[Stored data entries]
________________________

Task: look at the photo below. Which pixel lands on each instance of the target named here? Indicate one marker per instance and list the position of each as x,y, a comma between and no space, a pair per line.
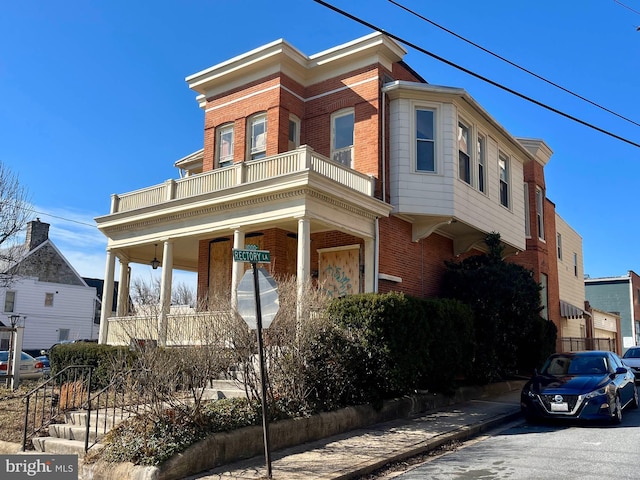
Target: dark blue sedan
590,385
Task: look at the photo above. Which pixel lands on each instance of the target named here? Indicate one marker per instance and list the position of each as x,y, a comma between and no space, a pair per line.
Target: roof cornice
281,57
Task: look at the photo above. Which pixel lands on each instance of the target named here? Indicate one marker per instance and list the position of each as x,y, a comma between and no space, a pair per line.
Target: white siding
571,285
73,309
443,193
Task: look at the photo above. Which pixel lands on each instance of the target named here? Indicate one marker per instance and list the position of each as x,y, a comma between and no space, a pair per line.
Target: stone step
224,389
111,419
61,446
70,432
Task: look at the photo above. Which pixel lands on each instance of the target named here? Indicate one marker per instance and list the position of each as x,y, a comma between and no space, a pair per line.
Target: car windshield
576,365
632,353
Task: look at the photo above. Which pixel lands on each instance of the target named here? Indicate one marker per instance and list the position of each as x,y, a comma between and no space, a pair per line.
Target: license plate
560,407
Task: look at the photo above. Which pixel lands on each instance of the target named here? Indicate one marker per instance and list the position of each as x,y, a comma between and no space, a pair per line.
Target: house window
294,132
464,160
224,139
540,212
9,301
503,164
425,141
342,126
63,334
481,163
258,136
527,211
559,246
544,299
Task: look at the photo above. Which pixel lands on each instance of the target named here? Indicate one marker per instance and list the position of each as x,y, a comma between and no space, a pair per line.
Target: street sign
269,303
251,256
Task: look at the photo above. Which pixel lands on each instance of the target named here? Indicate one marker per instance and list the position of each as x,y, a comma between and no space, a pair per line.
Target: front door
339,270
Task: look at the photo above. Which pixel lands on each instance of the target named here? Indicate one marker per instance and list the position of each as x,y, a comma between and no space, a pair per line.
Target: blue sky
93,99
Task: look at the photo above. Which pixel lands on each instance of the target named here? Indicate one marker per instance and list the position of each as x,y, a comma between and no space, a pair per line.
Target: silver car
30,368
631,359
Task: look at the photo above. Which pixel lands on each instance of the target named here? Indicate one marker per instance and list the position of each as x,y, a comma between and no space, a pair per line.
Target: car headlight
596,393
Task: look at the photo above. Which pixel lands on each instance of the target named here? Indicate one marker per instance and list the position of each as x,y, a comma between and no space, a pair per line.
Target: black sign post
263,379
254,257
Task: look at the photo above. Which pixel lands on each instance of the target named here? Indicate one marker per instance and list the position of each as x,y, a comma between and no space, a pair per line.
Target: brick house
346,165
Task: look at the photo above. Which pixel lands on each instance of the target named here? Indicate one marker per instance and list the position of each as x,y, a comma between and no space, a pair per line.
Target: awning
570,311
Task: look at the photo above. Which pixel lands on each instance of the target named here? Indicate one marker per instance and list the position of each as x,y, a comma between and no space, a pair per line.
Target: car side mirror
621,371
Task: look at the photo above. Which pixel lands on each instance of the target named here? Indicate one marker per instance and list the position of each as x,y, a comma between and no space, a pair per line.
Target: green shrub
105,359
149,440
389,337
451,344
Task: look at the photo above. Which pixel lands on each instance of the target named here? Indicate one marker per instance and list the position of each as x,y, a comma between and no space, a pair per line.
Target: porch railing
302,159
202,328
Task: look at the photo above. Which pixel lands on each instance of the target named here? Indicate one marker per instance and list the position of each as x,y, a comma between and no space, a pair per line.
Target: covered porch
284,202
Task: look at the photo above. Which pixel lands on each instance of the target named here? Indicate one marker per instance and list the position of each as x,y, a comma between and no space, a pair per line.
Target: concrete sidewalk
363,451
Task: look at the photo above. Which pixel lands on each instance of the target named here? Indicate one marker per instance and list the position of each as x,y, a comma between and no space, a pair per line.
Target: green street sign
251,256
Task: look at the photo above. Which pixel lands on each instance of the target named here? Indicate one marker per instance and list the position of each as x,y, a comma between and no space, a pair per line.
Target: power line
627,7
477,75
60,218
539,77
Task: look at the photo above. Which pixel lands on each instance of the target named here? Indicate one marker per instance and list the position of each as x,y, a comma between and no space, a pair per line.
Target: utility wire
539,77
477,75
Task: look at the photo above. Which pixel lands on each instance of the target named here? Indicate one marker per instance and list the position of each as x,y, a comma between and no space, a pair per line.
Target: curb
464,433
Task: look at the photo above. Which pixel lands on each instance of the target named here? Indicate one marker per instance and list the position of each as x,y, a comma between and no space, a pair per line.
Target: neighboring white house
45,294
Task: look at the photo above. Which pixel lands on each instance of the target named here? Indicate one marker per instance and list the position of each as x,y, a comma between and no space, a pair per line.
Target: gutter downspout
384,156
376,256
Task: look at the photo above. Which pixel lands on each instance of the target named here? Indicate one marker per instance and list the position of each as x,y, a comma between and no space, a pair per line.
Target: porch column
237,268
304,264
123,288
369,265
165,292
107,297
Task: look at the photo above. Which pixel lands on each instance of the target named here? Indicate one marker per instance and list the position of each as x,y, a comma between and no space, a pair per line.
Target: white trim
315,97
391,278
341,89
337,249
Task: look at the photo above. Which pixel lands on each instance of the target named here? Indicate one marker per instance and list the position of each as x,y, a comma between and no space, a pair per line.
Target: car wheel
617,411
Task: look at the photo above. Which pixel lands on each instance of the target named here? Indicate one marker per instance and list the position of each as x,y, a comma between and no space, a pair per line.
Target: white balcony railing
302,159
204,328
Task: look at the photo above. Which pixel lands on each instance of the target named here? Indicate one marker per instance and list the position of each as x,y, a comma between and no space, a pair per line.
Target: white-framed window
527,212
63,334
559,241
503,167
224,145
257,136
481,152
464,157
425,140
294,132
544,296
9,301
540,212
342,129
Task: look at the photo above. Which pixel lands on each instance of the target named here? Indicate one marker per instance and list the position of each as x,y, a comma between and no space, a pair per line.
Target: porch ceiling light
155,263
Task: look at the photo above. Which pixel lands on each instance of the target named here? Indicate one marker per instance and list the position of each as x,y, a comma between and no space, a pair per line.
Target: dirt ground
12,411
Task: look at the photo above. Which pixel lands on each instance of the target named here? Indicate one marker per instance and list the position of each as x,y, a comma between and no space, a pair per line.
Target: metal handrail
50,410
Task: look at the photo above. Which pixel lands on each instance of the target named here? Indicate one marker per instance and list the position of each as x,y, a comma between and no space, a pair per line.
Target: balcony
303,159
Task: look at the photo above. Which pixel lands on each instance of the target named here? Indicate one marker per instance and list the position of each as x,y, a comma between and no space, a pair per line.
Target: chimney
37,233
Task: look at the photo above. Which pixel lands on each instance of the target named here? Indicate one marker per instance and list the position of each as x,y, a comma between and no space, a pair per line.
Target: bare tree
14,214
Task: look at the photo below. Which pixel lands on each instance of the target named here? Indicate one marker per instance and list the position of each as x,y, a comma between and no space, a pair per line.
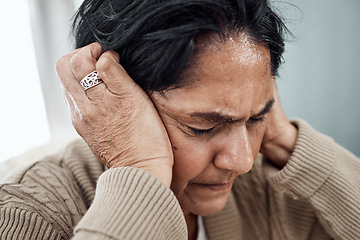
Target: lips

________________________

## What is expected
When you reproduce the entries above, keep every word exactly and leave out each picture.

## Exercise output
Task: look at the photo below. Which pixel lands on each instance of the target named here? Indicate one marker per instance and list the position of each as x,y, a comma between and no space, a pair per line.
Target: dark blue sedan
590,385
Task: look at the photo above. Which pixel lands on each instance of the target named here? Indicate one marker per instance and list the position of each as x,y, a comma between and no space, a pair per line.
Target: roof cornice
281,57
Task: look at the photo above. Which pixel lands on each instance of the target named here? Indicate one marker per instance and list the position of each as x,y, a comma between and no space, a pair per line.
Target: white siding
571,285
73,309
443,193
Task: look at the photo above. Which pixel lands on each instance of the target named here? Indicate one marker per instance and list the position of each as x,y, a comma between and no space, a pair per line.
Target: stone step
224,389
111,419
61,446
70,432
Task: look at the photo above. Which pixel lands on each instance of the target named here? Indicate one marker per instance and list the position of each as x,y, a comma between and no space, a pair per line.
Target: car windshield
576,365
632,353
Task: look at the photo above. Which pixel lands on each instance of the target named here? Indicate one marker per instance and list the position of each as x,y, a comma between and no space, a pair per line.
Target: license plate
560,407
Task: look at the photo above. Which pixel lands on each instance of the target named here? Indicate one marker per instance and list the position of each as x,y, a comma between and no space, a pair per line.
Target: house window
294,132
464,160
224,139
540,212
9,301
503,164
425,141
342,126
63,334
481,163
258,136
527,211
559,246
544,299
Task: look at the photo above. Which pixel lands on each instance of the target named here? Indicate one marker per instance and list the position of each as x,y, a comma between and no space, a pair per line.
Target: street sign
269,303
251,256
Task: look at the photo above. Which pixel lands on each instance of the target named here? Indicate one marker per instance and list the position of each as x,y, a comma between and no space, a pair per line.
Target: front door
339,270
Task: look at the photo above. Which pixel lands on each instance of the target named here? Indicate one marker per instance and list the position of each as x,y, a comma between and no space, a pair per line.
Target: blue sky
93,99
Task: look at the photo above. Which pixel lands on each instance of the target named here? Indicate one marker per instance and list the position of each as x,y, a comma between and no space, a pair per line.
Target: silver car
30,368
631,359
Task: look at the photo above. Which pixel lands on each instance of the target named here? Indicate one marker per instance and list the position of each as x,y, a comma between and no space, a pair per line.
Target: car headlight
596,393
Task: look at the photo above. Which pixel lands on each instance of the target named here? Indicate one marker per instance and list the position of each as x,y, a comma between and no space, a pair per line.
Target: black sign post
263,379
254,257
Task: look at the photo above. Which pixel lands on each instance of the target named here? Indicate one marker per instance and list the position of each as x,y, a comma between and no space, a pair per line.
Target: brick house
346,165
Task: look at the photo above. Which pixel lands on each instance of the target named here? Indicate one marker per instance and list the position of each as x,y, a comma between and no space, a pair per line.
Target: awning
570,311
Task: look at the photo above. Which pixel lands on each instance of the target named here? Indicate one marker per instance and list the position of each as x,y, a comma between and no space, a pair per line.
Target: car side mirror
621,371
Task: look at the photo above. Which pixel lands on each instance of the target named here? Indicate one marker per instance and list the position of each as x,y, a comma between and no space, a pair per line.
Target: green shrub
105,359
149,440
389,337
451,344
Task: look at the photo above. Which pixel lands on each instance of the target named here? Indicate one marker per instance and list the position of each as x,y, a comma between and no space, a pair per line.
Target: porch railing
302,159
202,328
Task: look at the photo above. Which pixel lands on each instance of the target named here? Indicate one marker per instance and list the position of each as x,y, a comma between and no space, a pair per line.
Target: covered porch
284,202
Task: look at the photo above. Which pixel lands on each instance of the target named here? Indicate one marker per instance and list the position of each as x,y, a comma between and no space, a pair per line.
Target: concrete sidewalk
363,451
Task: look at the photo above. Which pixel lands on each instance of the target named here? Indicate one marker per instance and list the position of each as x,y, a comma between and no space, a pair per line.
Target: green street sign
251,256
Task: look at the photo above. Which pixel lands on each instance of the target named here? Indicate one marker per instance and list the position of each as x,y, a comma between and no space, a pair per line.
Target: power line
627,7
477,75
60,218
539,77
Task: look at the photo above. Which pixel lands on each instance of the target named here? Indicate one marker per instance and list the position of each as x,y, a comma between and no space, a pair per line.
Target: utility wire
539,77
477,75
Task: look at the photo above. Which pixel lands on each instance of the target named here? Indicate one marker per instance and list the position of each as x,y, a comma between and no space, a pair per line.
Target: curb
464,433
Task: look at the photo above. Which pixel lands on each instance of the target named here? Indicate one marker per instance and list the position of each as x,y, a comma between and no space, a pair per line.
Target: neighboring white house
45,294
Task: look at the photo above. Which pixel lands on each instance of the target named here? Indicate one marker per instance and list the position of each as x,y, a comma between and no space, a pair per line.
Target: gutter downspout
384,156
376,256
Task: look at the photo above. Which pixel lands on each instance of the target named here? Indicate one marker per instance and list the position of each as x,y, a comma between and no space, a pair per line.
Target: porch column
237,268
304,264
123,288
369,265
165,292
107,297
Task: look at the photo above. Which pixel lands on each instance of the target named here? Indicate one marker per instance and list the position of each as x,y, a comma between and no space, a pair per line.
Target: white trim
315,97
391,278
341,89
337,249
Task: look at the photo above. Which pixel lands on each instance of the target named here? Indicate one marker per instance and list the position of each as x,y, a comma between and no space, a pair per line.
Target: car wheel
617,411
Task: look at the photo above. Which pixel lands on each instance of the target named here? Indicate one marker per instance and list the position of each as x,y, a comma between and no space, a pair per line.
Target: white balcony railing
302,159
204,328
Task: look at the photo above. Which pixel lands on each instance of the target named here? Indicate one marker per instance and list the position of each as x,y, a comma between and no space, a pair per line.
Target: white-framed window
527,212
63,334
559,241
503,167
224,145
257,136
481,152
464,157
425,140
294,132
544,296
9,301
540,212
342,129
Task: look at the photo above. Which pixel lands on each instance of the target named here? Indicate one marker per instance and list the position of each as x,y, a comma between and no space, a pair per line.
Target: porch ceiling light
155,263
Task: look at the photo above. Which pixel lands on each instance of the target named here? Indicate one marker per instance and list the position of each as x,y, a comma between and no space, a pair per line.
Target: dirt ground
12,411
Task: look at the photo above. Which pixel lands on each instance of the target named here? Indicate one marker per instance and list the position of each as x,y, a comma between and no space, a pair per line.
Target: metal handrail
50,410
Task: look at the photo above. Which pixel lands on each instance of the target named here? Indicate one marker per instance and list the position of each as x,y, a comma between and no space, a pair per line.
Target: balcony
303,159
Task: look at the photo above. Which pixel lands on each instance of the target named here? Indicate one marker per instance and list the position of each as x,y, a comma between and no space, a pair per line.
Target: chimney
37,233
Task: look at the photo above. Which pixel lands on each instance of the target named here? Indicate one marker per instance and list the position of each as x,y, a comma between and no space, a pair per line.
Target: bare tree
14,214
Task: look at the photo below. Which pixel lands on each instance of the target named here? Indicate one marker per instance and list the position of each as x,y, a comma between and no space, a pair per line.
Target: lips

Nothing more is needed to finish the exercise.